■ SOURCE TEXT:
A: It's do do with volume. If a retailer has a net mark up of £1 on something and can sell 1,000 a week from Location A, but can only sell 100 a week from Location B, then by and large, the rent for a shop at Location A will be nearly £1,000 a week and the rent for the shop at Location B will be less than £100.

Observed facts, simple logic. Prices are fixed and volumes drive rents. Taxes on rents do not increase the total rent which a tenant will pay. If the tax on the shop at Location A is £800, then the rent net of taxes will fall to less than £200.

d) We can also drag actual hard facts and figures into this. The British Property Federation's Property Data Report 2013, two-thirds of UK businesses trade from rented premises. So two-thirds of UK businesses are already paying in full for the value of land they occupy! It is just that they are paying a small part to the government and most of it to private tax/rent collectors. Further, retailers occupy about one-third of all commercial premises by value.

e) Business Rates are about 40% of rents net of Business Rates and raise £28 bn a year, so the net rents payable to landlords are about £70 billion, and the total rental value is about £98 billion, if we knock one-fifth off that for safety and assume that the site premium element of commercial rents is half the total rental value (for residential it's about two-thirds), the LVT payable on commercial premises would be £40 billion.

■ PROVIDED ENTRIES:
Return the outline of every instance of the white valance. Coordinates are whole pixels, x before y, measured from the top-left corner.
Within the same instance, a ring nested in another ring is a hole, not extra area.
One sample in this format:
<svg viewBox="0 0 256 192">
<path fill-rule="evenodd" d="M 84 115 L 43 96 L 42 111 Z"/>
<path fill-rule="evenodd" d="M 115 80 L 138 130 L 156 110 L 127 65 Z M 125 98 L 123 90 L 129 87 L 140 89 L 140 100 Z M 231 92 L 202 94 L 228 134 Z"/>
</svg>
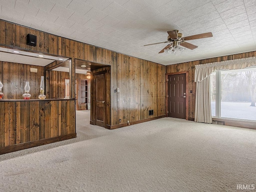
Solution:
<svg viewBox="0 0 256 192">
<path fill-rule="evenodd" d="M 196 65 L 195 82 L 202 81 L 216 70 L 243 69 L 253 66 L 256 66 L 256 57 Z"/>
</svg>

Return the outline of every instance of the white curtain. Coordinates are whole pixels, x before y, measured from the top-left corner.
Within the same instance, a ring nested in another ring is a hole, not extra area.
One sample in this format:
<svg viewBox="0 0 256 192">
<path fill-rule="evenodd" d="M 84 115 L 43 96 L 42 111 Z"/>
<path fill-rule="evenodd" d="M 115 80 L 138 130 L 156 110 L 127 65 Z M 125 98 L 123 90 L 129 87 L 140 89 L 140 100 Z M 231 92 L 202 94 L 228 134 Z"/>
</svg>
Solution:
<svg viewBox="0 0 256 192">
<path fill-rule="evenodd" d="M 239 69 L 256 65 L 256 57 L 234 59 L 197 65 L 195 71 L 196 82 L 195 121 L 212 123 L 209 76 L 219 70 Z"/>
<path fill-rule="evenodd" d="M 210 78 L 196 82 L 195 121 L 212 123 L 211 110 Z"/>
</svg>

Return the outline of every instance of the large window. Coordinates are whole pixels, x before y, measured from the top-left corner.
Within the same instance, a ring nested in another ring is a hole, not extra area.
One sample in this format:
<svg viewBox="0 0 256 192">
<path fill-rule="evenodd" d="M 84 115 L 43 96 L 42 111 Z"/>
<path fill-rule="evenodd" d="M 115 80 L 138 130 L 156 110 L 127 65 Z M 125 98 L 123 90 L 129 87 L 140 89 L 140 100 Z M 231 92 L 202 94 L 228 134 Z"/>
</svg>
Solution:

■ OBJECTIVES:
• a. Update the listing starting with the line that contains "Return the outline of every instance of the white curtain." and going on through the end of the listing, replacing "whole pixels" with "integer pixels" and leaving everything else unchanged; give back only those lines.
• b. Carry on the passage about business rates and land value tax from the point where it stops.

■ OUTPUTS FOR THE TASKS:
• a.
Return the outline of every instance of the white curtain. Coordinates are integer pixels, x before y, measured from the top-left corner.
Within the same instance, a ring nested in another ring is a hole, not extra area.
One sample in this format:
<svg viewBox="0 0 256 192">
<path fill-rule="evenodd" d="M 84 115 L 43 96 L 42 111 Z"/>
<path fill-rule="evenodd" d="M 115 80 L 138 130 L 156 110 L 127 65 Z M 125 98 L 123 90 L 129 87 L 140 89 L 140 100 Z M 231 92 L 202 94 L 228 134 Z"/>
</svg>
Solution:
<svg viewBox="0 0 256 192">
<path fill-rule="evenodd" d="M 239 69 L 256 65 L 256 57 L 234 59 L 197 65 L 195 71 L 196 82 L 195 121 L 212 123 L 209 76 L 219 70 Z"/>
<path fill-rule="evenodd" d="M 210 78 L 196 82 L 195 121 L 212 123 L 211 110 Z"/>
</svg>

Return the outline of every instance of the large window. Coordinates are integer pixels, x before y, measured from the top-left corner.
Within the same instance, a ring nested in another ring is a hole, not extra area.
One sample in this format:
<svg viewBox="0 0 256 192">
<path fill-rule="evenodd" d="M 84 115 L 43 96 L 42 111 Z"/>
<path fill-rule="evenodd" d="M 115 80 L 138 130 L 156 110 L 127 65 Z M 125 98 L 123 90 L 129 87 L 140 89 L 140 100 Z M 231 92 L 202 94 L 228 134 Z"/>
</svg>
Solution:

• b.
f) Further, it is definitely the case that taxes like VAT, PAYE push up prices and reduce wages. So if high retail prices are your concern, then shifting from taxing output to taxing land rents is a good idea, is it not?

UK retail sales were £311 billion, some of that is VAT-exempt, but the total VAT payable by retailers is about £45 bn, to which we can add £5 bn Employer's NIC (retail wages are quite low) and £10 bn Business Rates (one-third of £28 bn) = £60 billion.

So if we shifted from VAT/Business Rates to LVT-only, the LVT bill on retail premises would be £13 bn (one-third of £40 bn, from (e)), the total tax on retailers/owners of retail premises would fall by three-quarters; the tax bill for the one-third of retailers which are owner-occupiers would also fall by three-quarters. Quite how much of the LVT would end up being "passed on" to tenants in higher rents (to soak up their much higher margins) need not concern us here.

It is quite simply the case that there would be some combination of more output, fewer empty shops, more businesses, more employment, lower prices, higher profits. All of those are Good Things.

g) The matter is a bit more subtle with goods and services consumed at or near point of purchase, like pubs, restaurants, cinemas, where prices are higher in high rent areas. But again, any tax on the rents would not increase prices, it would merely reduce the rent which the landlord collects net of tax.

5. "The construction industry will be hardest hit"

No it wouldn't. The land speculators and land bankers would be done for, but actual builders would pay a lot less in tax and interest. I covered this topic in more detail here.

6. FOOTNOTE: The rent-setting process

People who wail on about LVT hitting businesses simply do not understand the (iterative) process by which rents are set.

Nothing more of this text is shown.